Could you quote, exactly as they stand, the lines running from the one with "pin: calf's gray" to the final line of the material?
[BEGIN RECORDED DATA]
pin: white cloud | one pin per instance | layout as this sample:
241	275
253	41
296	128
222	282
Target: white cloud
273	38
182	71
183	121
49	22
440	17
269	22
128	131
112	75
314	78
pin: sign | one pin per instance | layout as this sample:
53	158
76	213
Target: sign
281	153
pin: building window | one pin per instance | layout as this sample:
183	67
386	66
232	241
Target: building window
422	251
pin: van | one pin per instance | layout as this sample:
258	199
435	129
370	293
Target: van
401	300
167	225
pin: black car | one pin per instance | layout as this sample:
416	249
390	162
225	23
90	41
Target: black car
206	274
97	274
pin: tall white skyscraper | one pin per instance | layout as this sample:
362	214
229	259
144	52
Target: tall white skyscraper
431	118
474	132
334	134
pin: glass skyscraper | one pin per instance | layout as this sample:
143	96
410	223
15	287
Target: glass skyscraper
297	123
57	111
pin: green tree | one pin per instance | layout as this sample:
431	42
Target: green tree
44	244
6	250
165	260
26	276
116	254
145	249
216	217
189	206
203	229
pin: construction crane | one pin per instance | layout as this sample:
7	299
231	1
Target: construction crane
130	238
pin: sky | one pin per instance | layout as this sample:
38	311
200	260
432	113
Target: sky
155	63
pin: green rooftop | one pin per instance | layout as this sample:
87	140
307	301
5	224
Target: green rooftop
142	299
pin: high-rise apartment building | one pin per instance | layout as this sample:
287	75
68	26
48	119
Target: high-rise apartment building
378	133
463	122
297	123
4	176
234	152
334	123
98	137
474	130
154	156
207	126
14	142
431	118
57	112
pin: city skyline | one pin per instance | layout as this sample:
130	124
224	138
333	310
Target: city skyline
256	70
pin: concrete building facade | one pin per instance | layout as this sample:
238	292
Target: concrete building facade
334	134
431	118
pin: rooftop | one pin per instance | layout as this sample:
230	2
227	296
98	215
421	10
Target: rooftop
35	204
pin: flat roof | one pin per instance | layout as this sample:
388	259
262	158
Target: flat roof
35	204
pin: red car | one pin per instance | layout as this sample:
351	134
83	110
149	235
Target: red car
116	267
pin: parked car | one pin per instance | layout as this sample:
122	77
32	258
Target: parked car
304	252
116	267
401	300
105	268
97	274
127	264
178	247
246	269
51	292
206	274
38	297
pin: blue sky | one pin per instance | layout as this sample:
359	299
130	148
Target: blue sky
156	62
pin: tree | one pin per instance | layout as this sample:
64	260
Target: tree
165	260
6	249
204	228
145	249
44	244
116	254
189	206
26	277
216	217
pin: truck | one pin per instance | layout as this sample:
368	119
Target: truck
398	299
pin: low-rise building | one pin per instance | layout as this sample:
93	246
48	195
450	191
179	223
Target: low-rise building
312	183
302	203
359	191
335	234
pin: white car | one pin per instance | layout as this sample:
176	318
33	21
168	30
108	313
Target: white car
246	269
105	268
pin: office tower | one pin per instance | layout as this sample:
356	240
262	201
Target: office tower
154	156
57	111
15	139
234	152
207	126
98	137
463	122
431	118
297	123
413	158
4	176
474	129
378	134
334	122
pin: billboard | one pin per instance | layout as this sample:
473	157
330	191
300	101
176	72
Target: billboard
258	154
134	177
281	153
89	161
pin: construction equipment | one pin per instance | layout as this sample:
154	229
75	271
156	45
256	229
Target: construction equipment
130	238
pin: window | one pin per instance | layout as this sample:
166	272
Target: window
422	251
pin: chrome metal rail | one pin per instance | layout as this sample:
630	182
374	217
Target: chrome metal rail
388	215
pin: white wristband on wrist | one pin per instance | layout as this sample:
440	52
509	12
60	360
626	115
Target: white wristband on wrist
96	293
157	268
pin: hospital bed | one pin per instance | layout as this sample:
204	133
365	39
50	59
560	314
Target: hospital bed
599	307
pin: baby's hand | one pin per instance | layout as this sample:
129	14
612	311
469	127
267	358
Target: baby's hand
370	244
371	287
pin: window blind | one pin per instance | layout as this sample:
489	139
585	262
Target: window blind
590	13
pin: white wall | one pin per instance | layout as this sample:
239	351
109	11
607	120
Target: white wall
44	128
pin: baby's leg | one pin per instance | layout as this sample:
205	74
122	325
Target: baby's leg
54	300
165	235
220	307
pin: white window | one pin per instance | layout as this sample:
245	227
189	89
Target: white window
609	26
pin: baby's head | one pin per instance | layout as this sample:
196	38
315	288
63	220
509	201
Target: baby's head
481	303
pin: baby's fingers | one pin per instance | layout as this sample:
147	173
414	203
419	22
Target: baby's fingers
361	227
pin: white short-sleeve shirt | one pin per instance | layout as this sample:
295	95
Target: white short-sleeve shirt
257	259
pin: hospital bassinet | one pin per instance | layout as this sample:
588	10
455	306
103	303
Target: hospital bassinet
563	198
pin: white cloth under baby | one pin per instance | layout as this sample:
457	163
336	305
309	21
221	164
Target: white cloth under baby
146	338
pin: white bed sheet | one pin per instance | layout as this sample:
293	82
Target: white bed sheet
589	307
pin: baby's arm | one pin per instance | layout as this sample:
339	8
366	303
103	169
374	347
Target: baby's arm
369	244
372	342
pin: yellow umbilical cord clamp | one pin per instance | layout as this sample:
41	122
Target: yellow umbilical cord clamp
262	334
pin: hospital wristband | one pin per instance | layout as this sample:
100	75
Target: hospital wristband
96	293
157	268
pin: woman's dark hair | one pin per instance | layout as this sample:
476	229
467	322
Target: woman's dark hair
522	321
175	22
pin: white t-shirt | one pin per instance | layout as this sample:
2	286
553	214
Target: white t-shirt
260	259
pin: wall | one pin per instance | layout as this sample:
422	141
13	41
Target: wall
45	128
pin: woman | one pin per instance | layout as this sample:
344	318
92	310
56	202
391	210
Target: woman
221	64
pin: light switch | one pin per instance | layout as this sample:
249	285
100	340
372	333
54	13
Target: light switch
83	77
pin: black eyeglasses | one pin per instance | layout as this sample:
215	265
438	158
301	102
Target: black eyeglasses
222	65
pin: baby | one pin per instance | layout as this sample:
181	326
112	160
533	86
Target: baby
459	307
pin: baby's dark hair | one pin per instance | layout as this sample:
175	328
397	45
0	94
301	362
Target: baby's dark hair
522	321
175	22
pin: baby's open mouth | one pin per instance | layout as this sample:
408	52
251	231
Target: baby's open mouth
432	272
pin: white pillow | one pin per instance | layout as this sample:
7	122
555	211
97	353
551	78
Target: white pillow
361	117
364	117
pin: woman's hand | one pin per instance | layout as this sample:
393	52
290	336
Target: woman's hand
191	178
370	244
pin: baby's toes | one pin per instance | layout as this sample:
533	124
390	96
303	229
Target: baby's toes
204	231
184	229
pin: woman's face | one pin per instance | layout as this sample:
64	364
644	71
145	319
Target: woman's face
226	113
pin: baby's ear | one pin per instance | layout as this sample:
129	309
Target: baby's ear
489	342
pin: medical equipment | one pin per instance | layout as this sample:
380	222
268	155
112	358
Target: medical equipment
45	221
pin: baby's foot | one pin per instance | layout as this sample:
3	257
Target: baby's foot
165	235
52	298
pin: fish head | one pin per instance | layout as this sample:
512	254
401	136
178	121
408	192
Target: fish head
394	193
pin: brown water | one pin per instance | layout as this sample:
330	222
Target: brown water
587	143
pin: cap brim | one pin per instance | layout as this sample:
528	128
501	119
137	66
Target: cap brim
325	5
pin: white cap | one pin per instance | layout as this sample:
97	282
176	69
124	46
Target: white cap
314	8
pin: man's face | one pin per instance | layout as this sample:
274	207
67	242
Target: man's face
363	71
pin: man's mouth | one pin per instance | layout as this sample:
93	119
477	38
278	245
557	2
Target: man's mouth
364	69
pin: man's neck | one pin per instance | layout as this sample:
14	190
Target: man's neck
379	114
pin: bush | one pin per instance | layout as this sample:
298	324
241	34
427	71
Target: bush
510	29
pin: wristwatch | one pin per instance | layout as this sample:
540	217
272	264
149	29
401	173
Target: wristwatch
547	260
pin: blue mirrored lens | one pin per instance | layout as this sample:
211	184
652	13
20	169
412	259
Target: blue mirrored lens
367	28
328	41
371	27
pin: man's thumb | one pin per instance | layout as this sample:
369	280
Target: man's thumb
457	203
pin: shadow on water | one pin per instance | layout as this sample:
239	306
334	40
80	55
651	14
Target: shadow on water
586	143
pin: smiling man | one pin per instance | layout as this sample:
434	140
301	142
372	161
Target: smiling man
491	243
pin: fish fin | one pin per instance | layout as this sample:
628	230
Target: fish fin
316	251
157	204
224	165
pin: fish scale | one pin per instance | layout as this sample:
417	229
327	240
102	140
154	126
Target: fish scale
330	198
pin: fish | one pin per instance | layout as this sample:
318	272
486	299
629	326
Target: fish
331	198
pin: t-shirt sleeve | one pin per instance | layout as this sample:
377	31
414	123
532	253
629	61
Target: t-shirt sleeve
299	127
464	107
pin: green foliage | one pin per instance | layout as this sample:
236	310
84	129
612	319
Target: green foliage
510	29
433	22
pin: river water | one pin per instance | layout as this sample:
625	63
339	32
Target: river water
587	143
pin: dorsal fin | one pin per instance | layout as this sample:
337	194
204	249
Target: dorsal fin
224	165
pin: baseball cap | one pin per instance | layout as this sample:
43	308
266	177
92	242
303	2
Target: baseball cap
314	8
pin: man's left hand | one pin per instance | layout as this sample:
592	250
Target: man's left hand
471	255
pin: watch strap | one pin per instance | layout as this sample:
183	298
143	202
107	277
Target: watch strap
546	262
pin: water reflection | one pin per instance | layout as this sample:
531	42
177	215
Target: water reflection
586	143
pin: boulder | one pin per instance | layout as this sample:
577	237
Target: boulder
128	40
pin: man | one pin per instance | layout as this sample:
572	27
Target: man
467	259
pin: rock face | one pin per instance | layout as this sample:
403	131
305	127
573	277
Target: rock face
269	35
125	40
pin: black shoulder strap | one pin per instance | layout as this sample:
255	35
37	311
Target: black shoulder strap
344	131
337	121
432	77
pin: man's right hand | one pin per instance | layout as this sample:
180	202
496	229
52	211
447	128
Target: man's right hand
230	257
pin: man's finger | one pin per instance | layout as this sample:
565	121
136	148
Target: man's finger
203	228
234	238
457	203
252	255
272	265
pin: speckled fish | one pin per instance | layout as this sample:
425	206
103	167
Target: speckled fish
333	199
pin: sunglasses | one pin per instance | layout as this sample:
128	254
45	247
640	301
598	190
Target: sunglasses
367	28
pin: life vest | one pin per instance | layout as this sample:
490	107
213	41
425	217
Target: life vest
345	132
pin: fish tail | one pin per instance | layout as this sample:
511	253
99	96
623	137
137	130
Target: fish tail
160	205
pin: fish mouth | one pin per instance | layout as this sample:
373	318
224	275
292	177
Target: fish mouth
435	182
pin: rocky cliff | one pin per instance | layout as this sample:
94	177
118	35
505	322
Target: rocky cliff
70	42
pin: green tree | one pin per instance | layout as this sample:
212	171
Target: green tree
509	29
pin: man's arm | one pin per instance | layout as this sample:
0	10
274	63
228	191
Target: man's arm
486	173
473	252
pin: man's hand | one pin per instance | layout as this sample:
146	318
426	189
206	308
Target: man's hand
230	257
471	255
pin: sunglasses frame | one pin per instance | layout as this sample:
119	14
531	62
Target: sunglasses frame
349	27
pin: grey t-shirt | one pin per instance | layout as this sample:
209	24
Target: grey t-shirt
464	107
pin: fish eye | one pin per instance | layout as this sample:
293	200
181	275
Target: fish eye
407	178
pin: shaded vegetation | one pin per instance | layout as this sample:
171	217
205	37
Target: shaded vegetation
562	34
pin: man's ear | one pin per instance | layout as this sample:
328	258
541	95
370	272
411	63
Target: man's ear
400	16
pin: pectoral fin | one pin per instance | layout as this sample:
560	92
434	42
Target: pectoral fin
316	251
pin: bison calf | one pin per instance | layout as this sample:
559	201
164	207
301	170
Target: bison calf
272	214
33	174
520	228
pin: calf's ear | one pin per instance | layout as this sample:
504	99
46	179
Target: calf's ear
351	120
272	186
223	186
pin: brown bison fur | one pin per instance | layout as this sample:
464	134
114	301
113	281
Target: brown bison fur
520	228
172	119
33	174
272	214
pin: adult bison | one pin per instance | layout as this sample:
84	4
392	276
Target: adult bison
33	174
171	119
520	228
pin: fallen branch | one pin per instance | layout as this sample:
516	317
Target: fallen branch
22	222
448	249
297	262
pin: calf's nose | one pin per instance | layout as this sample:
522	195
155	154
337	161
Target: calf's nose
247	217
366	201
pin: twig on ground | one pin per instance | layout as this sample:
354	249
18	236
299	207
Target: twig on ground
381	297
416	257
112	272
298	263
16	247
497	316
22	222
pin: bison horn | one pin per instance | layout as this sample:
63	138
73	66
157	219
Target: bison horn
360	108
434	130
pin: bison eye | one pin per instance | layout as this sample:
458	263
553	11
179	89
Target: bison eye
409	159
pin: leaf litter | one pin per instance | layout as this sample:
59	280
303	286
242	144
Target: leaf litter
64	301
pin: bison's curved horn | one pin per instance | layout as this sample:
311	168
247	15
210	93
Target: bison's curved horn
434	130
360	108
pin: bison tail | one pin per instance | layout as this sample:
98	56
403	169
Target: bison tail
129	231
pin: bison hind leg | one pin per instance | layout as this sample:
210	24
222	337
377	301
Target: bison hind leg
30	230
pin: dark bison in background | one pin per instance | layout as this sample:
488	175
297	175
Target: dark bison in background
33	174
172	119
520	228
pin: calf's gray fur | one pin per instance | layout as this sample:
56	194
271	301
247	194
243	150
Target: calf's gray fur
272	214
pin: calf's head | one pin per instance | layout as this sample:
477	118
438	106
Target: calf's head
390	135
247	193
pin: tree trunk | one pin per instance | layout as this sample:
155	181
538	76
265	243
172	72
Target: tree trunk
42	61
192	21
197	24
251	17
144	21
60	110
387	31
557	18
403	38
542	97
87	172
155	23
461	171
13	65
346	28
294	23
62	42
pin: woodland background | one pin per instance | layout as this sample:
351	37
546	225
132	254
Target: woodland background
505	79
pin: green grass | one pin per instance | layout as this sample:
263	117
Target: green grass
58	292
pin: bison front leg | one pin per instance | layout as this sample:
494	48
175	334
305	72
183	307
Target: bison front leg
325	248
[END RECORDED DATA]
SOLUTION TO THIS PROBLEM:
pin: calf's gray fur | one pin per instance | layout as this sample:
56	194
271	301
247	194
243	150
Target: calf's gray fur
272	214
pin: calf's head | one pin per instance | layout as this sample:
477	118
438	106
Target: calf's head
390	135
247	193
pin: tree trunk | one pin per instance | layout as this sample:
155	181
538	76
265	243
172	72
Target: tree trunk
42	61
192	21
197	24
251	17
144	21
60	110
387	31
557	18
403	38
542	97
87	172
155	23
461	171
13	65
346	28
294	23
62	42
pin: woodland background | one pin per instance | layout as this sample:
351	37
546	225
132	254
Target: woodland background
505	79
pin: green grass | one pin per instance | layout as this sample:
263	117
Target: green grass
58	292
pin: bison front leg | one pin per instance | layout as this sample:
494	48
175	334
305	72
183	307
Target: bison front leg
325	248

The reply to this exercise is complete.